- **TASK ITEM**
Determine how many lines in the items below contain the string "rough", and reply with that number alone.

[Opening INFORMATION section]

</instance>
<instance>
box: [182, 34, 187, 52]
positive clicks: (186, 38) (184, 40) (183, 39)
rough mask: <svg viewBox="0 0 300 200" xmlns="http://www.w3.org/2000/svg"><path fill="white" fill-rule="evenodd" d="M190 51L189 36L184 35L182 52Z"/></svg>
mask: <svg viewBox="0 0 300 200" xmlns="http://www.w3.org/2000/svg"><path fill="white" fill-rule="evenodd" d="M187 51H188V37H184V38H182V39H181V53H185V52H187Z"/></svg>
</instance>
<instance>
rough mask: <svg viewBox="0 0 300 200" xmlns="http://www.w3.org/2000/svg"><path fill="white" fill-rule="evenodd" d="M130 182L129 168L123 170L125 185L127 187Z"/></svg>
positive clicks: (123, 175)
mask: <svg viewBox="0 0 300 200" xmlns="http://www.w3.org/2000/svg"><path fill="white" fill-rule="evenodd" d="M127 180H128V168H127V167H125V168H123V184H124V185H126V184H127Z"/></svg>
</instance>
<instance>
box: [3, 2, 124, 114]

[Closing INFORMATION section]

- **ANSWER AREA**
2